begin PROVIDED INFORMATION

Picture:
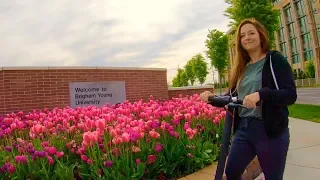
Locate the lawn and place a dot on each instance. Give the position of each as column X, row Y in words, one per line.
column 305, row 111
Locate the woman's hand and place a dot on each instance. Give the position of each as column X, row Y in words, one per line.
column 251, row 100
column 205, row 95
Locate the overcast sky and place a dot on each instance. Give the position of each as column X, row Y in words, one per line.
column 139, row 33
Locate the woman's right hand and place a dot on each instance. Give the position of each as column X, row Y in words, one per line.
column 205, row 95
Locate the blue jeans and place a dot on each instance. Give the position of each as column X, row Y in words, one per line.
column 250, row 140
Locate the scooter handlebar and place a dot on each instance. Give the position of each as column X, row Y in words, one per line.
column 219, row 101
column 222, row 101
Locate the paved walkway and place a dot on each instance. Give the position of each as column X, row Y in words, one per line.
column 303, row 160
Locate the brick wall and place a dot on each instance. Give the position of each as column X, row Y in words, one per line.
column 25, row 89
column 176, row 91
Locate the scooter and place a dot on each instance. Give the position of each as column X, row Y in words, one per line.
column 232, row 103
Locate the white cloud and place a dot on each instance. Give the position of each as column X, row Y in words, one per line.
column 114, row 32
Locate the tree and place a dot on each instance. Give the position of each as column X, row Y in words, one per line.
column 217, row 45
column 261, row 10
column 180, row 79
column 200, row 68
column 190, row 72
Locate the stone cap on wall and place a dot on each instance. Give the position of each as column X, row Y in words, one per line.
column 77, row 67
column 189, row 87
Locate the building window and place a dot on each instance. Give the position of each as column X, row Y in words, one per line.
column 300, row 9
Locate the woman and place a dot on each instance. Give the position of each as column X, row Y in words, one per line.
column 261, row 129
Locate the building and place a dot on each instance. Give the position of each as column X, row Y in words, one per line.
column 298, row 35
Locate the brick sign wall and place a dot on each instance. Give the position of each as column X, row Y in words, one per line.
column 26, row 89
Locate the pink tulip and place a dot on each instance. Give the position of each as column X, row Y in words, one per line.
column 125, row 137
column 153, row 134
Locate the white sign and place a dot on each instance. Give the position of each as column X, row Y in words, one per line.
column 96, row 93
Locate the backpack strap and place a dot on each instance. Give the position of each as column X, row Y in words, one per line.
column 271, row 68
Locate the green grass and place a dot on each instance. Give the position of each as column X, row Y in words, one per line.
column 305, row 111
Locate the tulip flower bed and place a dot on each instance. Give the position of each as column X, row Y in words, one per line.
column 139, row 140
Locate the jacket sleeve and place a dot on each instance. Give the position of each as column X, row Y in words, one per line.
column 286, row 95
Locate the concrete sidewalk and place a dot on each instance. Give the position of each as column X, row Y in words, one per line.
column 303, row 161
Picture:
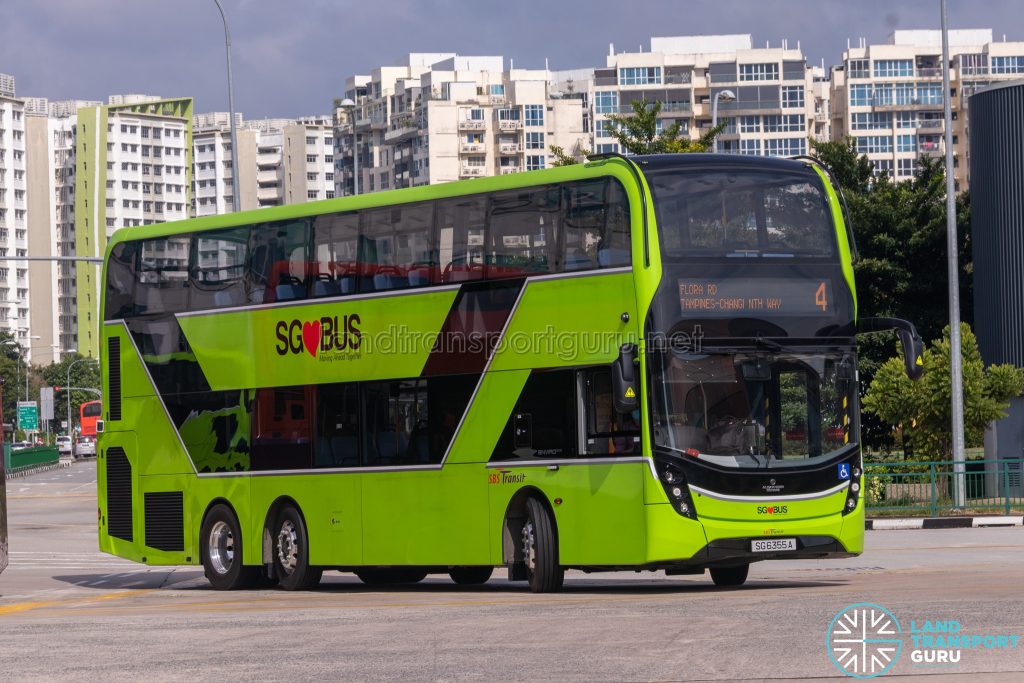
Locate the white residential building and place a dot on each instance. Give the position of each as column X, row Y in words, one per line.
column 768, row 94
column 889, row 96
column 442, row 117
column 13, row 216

end PROVIDED INFORMATION
begin PROVIDED INFORMATION

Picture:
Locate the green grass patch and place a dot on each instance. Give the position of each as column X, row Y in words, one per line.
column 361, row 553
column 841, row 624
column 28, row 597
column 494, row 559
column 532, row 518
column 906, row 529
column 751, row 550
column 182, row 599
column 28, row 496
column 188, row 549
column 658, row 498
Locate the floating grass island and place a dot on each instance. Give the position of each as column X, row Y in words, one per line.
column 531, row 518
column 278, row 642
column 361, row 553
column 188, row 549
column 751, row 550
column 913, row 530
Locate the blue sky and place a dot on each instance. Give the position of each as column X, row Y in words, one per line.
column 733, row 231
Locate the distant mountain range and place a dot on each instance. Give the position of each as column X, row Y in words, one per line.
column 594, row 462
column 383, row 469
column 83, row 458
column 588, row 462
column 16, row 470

end PROVIDED INFORMATION
begin PROVIDED INFORMATION

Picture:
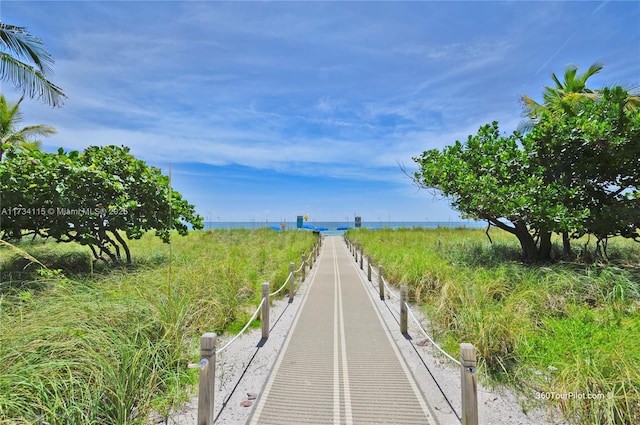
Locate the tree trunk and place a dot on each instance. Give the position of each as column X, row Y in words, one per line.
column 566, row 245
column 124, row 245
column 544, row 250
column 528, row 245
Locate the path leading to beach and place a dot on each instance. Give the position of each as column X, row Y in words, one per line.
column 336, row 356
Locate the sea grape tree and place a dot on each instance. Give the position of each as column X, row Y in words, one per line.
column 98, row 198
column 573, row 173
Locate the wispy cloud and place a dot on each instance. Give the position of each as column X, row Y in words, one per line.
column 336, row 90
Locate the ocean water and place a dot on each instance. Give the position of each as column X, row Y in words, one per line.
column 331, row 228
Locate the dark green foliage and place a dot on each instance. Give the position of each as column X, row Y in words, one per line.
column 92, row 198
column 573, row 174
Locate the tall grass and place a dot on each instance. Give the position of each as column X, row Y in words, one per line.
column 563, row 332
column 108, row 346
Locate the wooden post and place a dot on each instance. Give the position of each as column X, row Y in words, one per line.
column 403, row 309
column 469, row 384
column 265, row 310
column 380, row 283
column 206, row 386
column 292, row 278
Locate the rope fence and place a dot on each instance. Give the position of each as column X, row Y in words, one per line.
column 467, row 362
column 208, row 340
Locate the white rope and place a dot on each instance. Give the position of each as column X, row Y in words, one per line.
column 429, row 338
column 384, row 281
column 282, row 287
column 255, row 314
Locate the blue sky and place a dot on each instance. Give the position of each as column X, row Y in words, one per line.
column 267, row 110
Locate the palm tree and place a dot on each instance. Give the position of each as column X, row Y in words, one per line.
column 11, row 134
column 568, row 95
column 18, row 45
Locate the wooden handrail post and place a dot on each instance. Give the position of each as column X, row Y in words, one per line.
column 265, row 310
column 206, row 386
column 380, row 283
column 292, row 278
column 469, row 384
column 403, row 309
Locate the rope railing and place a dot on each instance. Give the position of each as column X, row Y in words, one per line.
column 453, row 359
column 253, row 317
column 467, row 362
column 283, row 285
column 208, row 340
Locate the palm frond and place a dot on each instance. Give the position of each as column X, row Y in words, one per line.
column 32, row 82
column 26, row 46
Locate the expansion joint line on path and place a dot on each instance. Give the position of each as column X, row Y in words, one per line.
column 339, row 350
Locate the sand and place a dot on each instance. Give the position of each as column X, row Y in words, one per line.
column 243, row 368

end PROVIDED INFORMATION

OBJECTIVE – Copy out, word for word, the lines of the records from the one containing "Locate the tall" through the one containing "column 108, row 346", both included.

EXERCISE RESPONSE –
Locate the tall grass and place a dot on each instance. Give the position of each as column X, row Y in words, one per line.
column 563, row 332
column 108, row 346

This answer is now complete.